## Passage:
━━━━━━━━━━━━━━━━

In 2010, the World Health Organization (“WHO”) reported that 10% of the adult population in the United States suffered from alcohol use disorders (“AUD”). AUDs have a debilitating effect and are known to lead to 60 medical conditions affecting the immune system, central nervous system (CNS), liver, etc. (Alcohol Research & Health, 2011, 34, 2).
The acute, as well as chronic, toxic effects of ethanol may include irreversible organ damage. Disorders relating to memory loss, veisalgia, CNS and hepatoxicity have been well established. Also, studies have been made and theories have been postulated that cite ethanol as a cause for physiological disorders.

━━━━━━━━━━━━━━━━

## Records supplied:

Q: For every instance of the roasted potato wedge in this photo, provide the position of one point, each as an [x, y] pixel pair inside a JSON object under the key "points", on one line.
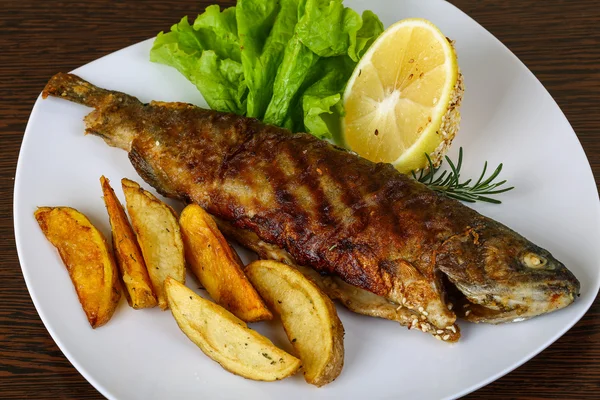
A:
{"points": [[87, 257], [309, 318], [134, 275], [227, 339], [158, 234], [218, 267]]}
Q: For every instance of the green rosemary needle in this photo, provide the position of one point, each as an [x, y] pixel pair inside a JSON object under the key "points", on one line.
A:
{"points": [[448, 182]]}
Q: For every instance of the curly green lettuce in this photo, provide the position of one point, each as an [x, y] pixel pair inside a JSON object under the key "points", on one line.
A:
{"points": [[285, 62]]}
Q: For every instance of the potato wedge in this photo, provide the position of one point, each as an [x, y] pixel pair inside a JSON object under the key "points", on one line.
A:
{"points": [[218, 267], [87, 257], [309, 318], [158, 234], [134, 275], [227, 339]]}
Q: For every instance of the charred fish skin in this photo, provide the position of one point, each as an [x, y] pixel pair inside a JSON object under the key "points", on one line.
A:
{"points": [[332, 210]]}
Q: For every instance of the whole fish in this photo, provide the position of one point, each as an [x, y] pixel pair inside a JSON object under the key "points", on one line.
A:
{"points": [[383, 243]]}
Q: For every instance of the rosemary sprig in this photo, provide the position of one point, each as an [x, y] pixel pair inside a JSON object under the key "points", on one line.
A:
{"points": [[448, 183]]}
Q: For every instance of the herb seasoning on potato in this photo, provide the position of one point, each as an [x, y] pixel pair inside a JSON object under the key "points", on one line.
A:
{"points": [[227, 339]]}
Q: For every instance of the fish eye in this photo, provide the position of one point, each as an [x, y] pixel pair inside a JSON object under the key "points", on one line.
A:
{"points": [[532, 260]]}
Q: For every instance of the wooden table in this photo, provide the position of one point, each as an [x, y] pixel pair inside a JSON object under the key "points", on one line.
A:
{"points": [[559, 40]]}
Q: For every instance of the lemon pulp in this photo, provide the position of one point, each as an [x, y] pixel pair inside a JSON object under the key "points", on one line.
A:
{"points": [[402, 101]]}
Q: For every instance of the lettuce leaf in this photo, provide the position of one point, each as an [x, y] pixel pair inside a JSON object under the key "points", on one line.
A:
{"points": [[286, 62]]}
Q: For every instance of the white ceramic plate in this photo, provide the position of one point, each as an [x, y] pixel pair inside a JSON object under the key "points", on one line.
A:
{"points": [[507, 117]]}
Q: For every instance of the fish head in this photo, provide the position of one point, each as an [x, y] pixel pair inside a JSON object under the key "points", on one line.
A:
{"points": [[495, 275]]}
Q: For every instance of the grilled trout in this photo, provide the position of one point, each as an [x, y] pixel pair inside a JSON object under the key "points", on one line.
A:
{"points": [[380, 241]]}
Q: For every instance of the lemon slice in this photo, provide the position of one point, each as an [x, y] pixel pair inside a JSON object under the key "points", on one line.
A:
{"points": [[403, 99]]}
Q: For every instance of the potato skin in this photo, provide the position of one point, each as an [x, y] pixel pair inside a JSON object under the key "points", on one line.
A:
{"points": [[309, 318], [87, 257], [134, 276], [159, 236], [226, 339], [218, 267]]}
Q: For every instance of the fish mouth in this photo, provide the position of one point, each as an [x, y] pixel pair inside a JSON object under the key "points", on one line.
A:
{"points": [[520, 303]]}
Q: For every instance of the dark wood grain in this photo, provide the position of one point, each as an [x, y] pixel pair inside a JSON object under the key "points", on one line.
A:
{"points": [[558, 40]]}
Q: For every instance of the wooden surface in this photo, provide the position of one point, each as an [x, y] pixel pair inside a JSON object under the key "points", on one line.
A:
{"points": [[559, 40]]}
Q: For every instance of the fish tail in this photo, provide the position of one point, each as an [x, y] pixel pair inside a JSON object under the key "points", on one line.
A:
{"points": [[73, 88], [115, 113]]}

━━━━━━━━━━━━━━━━

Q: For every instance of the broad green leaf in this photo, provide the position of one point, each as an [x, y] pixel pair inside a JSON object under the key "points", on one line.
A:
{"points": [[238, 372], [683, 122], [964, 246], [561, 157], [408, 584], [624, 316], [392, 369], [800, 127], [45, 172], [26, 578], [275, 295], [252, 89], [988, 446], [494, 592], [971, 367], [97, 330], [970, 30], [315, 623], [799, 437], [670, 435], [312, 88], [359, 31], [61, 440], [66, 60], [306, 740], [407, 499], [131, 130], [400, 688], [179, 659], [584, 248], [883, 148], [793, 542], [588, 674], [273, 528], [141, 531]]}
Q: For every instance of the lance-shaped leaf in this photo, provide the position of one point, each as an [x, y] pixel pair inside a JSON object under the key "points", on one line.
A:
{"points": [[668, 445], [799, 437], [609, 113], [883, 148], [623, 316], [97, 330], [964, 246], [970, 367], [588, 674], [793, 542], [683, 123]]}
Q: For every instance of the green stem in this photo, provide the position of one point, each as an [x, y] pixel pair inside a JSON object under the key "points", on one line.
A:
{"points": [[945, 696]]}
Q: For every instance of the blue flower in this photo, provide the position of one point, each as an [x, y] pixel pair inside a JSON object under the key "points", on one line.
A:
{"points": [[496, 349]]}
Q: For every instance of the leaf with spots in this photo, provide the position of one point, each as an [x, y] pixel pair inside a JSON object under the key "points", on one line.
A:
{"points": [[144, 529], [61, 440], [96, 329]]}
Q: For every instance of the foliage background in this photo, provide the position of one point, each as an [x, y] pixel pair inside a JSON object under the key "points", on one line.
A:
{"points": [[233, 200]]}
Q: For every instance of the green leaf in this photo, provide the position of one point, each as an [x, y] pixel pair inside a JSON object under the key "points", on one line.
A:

━━━━━━━━━━━━━━━━

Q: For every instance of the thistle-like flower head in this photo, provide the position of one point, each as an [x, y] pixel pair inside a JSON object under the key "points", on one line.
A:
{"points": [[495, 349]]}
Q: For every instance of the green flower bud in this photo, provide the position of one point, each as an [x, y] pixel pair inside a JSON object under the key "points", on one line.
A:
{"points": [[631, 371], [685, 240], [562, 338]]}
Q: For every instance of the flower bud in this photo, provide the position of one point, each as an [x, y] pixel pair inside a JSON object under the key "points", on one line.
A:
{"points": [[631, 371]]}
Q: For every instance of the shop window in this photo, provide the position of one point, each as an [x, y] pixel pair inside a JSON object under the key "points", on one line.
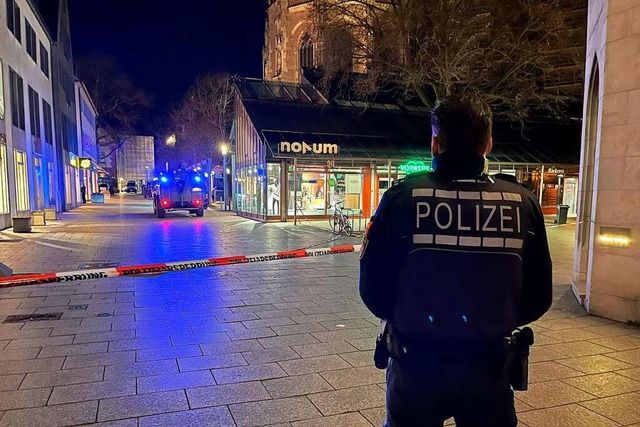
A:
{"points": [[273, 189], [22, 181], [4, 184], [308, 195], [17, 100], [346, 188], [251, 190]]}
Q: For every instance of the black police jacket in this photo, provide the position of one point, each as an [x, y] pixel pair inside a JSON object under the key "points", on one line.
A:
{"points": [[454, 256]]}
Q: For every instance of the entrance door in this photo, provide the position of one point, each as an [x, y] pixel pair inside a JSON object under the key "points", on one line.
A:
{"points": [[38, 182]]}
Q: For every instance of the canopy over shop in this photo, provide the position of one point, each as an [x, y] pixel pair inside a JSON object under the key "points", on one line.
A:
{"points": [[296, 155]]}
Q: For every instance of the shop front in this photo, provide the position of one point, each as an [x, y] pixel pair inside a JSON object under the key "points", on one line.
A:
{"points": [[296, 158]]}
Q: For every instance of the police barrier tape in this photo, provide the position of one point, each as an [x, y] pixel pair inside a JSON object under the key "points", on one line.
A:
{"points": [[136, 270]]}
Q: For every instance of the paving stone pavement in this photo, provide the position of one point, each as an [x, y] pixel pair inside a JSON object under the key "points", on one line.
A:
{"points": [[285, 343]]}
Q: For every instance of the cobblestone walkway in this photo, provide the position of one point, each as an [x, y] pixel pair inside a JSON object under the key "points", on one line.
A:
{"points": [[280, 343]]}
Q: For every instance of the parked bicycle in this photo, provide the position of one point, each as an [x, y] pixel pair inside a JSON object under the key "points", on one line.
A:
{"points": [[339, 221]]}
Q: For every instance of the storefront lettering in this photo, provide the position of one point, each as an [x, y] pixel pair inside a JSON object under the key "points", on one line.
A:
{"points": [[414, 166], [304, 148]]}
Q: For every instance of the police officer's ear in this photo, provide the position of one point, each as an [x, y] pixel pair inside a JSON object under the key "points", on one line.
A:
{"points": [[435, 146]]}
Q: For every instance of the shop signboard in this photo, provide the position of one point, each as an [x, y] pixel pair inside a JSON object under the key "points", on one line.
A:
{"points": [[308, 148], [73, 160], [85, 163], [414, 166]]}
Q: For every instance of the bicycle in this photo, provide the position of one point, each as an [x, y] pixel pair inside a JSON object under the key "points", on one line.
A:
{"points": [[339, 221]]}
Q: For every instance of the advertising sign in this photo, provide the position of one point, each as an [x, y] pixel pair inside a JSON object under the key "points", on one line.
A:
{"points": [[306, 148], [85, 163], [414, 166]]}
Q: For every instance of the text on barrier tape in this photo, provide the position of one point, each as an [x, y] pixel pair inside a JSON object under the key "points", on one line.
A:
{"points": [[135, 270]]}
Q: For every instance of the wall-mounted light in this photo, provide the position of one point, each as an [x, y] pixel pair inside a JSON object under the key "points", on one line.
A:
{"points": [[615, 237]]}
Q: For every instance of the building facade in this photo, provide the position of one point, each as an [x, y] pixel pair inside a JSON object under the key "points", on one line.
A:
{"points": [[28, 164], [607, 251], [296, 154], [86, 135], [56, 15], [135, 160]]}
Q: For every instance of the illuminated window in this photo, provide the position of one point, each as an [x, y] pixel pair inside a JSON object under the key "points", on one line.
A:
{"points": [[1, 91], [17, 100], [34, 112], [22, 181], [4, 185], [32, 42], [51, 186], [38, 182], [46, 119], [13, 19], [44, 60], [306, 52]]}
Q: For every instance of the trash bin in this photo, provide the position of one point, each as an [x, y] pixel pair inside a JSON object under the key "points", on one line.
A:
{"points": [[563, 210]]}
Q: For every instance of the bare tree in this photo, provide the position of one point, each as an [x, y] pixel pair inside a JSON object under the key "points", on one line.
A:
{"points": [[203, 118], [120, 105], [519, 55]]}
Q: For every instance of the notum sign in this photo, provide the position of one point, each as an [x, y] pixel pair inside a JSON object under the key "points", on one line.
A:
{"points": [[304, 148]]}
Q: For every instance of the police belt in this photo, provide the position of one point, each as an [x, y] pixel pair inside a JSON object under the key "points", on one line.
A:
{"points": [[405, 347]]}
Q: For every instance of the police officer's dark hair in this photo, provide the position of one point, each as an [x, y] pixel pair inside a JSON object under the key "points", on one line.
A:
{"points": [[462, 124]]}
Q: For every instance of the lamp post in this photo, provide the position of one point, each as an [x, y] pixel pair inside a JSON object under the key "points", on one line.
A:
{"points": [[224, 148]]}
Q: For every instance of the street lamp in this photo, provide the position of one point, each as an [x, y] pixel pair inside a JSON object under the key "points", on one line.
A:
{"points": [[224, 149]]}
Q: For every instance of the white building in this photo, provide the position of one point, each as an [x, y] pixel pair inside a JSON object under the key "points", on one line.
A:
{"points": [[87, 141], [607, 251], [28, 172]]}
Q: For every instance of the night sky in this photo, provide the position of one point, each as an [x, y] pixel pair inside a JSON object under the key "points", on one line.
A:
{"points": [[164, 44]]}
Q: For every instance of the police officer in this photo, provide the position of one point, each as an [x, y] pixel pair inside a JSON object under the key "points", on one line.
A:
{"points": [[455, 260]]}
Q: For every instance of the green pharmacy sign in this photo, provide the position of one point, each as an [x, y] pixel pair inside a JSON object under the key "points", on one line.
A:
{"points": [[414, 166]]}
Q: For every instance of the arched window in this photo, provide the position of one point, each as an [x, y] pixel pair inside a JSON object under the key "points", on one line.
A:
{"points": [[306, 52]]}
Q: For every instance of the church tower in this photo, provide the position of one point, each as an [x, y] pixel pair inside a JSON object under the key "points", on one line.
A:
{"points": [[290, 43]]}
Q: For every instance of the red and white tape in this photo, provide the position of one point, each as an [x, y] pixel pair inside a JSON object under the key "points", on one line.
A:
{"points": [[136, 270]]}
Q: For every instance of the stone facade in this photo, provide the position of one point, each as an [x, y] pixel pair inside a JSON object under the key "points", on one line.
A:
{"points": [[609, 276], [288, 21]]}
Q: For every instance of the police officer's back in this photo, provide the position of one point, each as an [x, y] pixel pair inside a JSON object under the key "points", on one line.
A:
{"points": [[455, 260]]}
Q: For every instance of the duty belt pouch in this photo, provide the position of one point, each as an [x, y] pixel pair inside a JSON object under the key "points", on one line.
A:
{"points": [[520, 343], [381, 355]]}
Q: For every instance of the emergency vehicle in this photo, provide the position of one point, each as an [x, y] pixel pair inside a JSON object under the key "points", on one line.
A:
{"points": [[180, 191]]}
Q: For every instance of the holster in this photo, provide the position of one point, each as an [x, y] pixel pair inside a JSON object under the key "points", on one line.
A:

━━━━━━━━━━━━━━━━

## Task objective:
In the passage on alcohol use disorders, swap "ethanol" for "ethyl alcohol" and write out the part that begins at "In 2010, the" and stops after "for physiological disorders.".

## Exercise result:
In 2010, the World Health Organization (“WHO”) reported that 10% of the adult population in the United States suffered from alcohol use disorders (“AUD”). AUDs have a debilitating effect and are known to lead to 60 medical conditions affecting the immune system, central nervous system (CNS), liver, etc. (Alcohol Research & Health, 2011, 34, 2).
The acute, as well as chronic, toxic effects of ethyl alcohol may include irreversible organ damage. Disorders relating to memory loss, veisalgia, CNS and hepatoxicity have been well established. Also, studies have been made and theories have been postulated that cite ethyl alcohol as a cause for physiological disorders.